*To do*
State how many lines in the records below contain the word "ground", and reply with that number alone.
-------- Data supplied
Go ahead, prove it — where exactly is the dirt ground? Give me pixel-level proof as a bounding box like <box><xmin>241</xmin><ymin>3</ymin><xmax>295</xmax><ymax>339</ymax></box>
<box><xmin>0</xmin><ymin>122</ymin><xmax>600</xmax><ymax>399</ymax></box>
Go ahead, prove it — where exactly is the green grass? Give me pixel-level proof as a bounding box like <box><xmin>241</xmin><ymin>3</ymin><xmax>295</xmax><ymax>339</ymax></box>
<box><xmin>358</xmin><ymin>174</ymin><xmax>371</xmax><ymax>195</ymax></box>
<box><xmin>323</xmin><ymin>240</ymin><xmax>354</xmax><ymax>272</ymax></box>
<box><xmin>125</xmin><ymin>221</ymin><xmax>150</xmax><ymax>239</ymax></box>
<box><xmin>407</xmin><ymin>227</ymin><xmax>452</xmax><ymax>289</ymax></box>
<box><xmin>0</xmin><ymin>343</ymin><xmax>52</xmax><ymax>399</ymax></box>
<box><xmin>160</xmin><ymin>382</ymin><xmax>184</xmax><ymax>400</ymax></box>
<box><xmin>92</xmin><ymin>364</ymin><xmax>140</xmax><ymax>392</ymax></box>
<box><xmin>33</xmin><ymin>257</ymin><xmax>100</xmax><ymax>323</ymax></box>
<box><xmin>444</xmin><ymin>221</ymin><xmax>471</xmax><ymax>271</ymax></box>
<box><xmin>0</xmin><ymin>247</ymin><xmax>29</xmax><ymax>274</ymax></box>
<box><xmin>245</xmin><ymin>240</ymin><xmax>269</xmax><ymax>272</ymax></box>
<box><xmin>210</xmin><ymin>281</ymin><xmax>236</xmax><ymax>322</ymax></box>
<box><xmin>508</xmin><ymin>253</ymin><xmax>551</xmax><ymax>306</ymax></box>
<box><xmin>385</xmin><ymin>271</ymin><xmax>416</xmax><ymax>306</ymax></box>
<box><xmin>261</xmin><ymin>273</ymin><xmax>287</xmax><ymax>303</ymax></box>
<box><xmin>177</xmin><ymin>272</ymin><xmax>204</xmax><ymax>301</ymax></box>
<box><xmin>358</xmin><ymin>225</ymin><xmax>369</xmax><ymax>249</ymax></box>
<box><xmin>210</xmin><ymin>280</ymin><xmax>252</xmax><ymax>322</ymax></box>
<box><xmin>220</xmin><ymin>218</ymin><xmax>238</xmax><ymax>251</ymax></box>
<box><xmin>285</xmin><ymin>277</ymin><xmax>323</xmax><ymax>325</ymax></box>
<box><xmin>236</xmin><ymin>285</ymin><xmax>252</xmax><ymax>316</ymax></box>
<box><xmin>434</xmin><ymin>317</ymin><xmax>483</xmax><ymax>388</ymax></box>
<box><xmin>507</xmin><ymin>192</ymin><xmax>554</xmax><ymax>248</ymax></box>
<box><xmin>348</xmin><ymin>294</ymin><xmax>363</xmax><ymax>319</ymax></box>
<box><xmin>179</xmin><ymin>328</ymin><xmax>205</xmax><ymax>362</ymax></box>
----------------
*In response*
1